ABOUT THIS EXERCISE
A bare number is the expected answer: the count of lines in the records that contain the word "kitchen".

RECORDS FOR THIS TASK
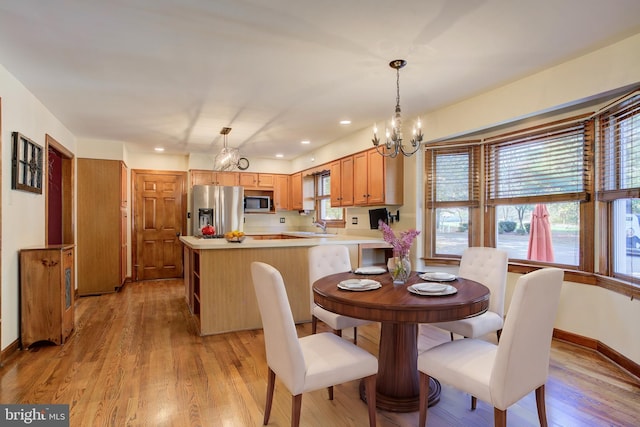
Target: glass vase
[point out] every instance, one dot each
(400, 268)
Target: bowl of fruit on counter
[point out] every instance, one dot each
(208, 231)
(234, 236)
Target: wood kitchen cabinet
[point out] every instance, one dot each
(384, 179)
(206, 177)
(46, 294)
(296, 191)
(281, 192)
(102, 226)
(342, 182)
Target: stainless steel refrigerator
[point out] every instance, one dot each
(220, 206)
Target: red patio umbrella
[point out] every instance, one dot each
(540, 244)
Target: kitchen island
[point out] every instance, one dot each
(218, 283)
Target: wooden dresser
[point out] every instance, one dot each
(46, 294)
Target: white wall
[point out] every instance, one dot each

ANSWER FOR THIS EXERCISE
2